Please answer these questions from the text on Chinese people in Belgium, one answer per line:
1. Who made up the first Chinese living in Belgium?
2. From what area did people begin settling Europe in the 1950s?
3. What total of Han Chinese living in Belgium did De Morgen report in 2008?

▶ **Excerpted passage**

----

Chinese people in Belgium or Chinese Belgians (simplified Chinese: 比利时华侨; Traditional Chinese: 比利時華僑; pinyin: Bǐlìshí huáqiáo) are Belgian citizens of Chinese ancestry.
There is a small ethnic Chinese community in Belgium, compared to neighbouring Netherlands, Germany and France.

History
Single male sailors who wished to reestablish their lives in a foreign country made up the first Chinese living in Belgium. Beginning in the 1950s people from the New Territories of Hong Kong began to settle Europe. They moved due to a lack of jobs in Hong Kong and political developments in Mainland China. Chinese people arrived until the end of the 1960s.

Demographics

Since 1994, Belgium had 3,463 persons with Mainland Chinese citizenship, including 1,788 females and 1,675 males; and 489 persons with Republic of China (Taiwan) citizenship, including (278 females and 115 males). However, as of 1998 most Chinese in Belgium originated in Hong Kong. Prior to 1997 were counted as "British" when they arrived, and by 1998 many had naturalized as Belgian citizens. Therefore, they were not counted as ethnic Chinese people living in Belgium. Pang Ching Lin (彭靜蓮, Pinyin: Péng Jìnglián), author of "Invisible Visibility: Intergenerational Transfer of Identity and Social Position of Chinese Women in Belgium," stated that therefore there is a lack of records specifically tracking Chinese people, and therefore there is an element of invisibility.

In 2008, De Morgen reported that the total of Han Chinese living in Belgium are estimated to be around 30.000.

----

▶ **Information shown**
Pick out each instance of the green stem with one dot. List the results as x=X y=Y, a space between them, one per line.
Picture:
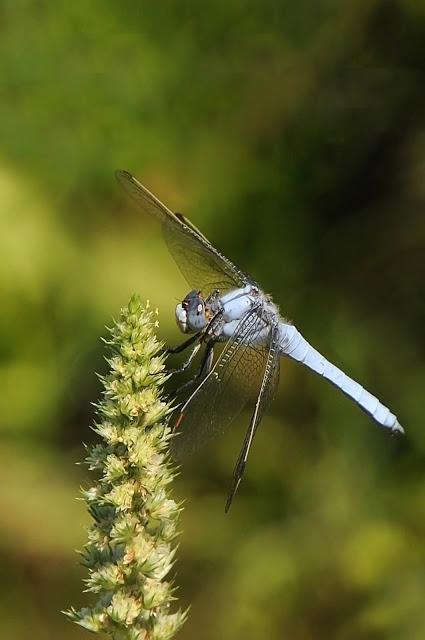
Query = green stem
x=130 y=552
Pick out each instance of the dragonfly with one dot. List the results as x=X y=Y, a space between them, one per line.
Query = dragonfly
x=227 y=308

----

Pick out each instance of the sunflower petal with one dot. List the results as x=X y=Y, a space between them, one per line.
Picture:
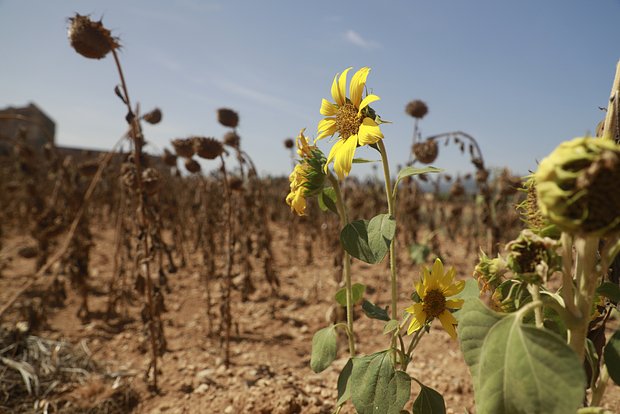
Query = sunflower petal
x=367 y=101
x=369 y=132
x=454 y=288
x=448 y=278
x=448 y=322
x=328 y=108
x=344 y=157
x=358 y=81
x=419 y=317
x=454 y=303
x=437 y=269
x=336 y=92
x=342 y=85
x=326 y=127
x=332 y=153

----

▶ **Exercise result**
1. Single male sailors who wished to reestablish their lives in a foreign country.
2. The New Territories of Hong Kong.
3. An estimated total of around 30,000.